* WORK TO COMPLETE *
Select each line in the records below that contains the word "tree". Case counts.

* ROWS *
--- begin ---

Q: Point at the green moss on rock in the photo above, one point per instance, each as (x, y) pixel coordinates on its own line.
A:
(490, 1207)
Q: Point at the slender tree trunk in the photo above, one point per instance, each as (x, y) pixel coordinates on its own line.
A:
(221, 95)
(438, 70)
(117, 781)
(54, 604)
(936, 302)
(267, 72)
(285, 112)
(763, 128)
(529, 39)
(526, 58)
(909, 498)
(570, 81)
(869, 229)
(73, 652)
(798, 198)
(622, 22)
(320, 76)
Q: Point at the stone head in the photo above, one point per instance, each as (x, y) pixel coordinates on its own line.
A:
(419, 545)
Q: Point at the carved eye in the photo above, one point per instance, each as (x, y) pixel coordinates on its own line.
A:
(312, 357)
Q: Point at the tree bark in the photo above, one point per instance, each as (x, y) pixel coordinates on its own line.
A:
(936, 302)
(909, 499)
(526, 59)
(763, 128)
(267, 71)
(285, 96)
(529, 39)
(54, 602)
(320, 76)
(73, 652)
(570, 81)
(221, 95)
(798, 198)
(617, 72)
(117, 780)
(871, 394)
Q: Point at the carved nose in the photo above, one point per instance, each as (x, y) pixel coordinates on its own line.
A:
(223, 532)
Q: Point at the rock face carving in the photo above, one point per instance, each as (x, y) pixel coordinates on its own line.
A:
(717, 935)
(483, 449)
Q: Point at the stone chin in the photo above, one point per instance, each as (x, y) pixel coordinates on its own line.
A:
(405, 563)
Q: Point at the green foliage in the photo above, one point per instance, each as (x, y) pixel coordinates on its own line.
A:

--- end ---
--- begin ---

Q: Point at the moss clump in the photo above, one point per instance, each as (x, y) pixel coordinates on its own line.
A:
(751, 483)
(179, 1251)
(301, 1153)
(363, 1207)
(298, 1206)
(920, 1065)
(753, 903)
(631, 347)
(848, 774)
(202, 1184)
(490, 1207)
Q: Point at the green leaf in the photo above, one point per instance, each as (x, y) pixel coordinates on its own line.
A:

--- end ---
--- begin ---

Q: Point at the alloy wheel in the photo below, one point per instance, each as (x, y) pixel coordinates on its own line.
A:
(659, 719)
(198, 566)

--- end ---

* REPLY TO THE EXERCISE *
Q: Point at the slender tree trunk in the photo above, one point per instance, each as (x, y) pixel coordinates on its own line.
Q: Point at the tree bark in the photo above, one point per instance, each as (x, y) pixel coordinates on its own line.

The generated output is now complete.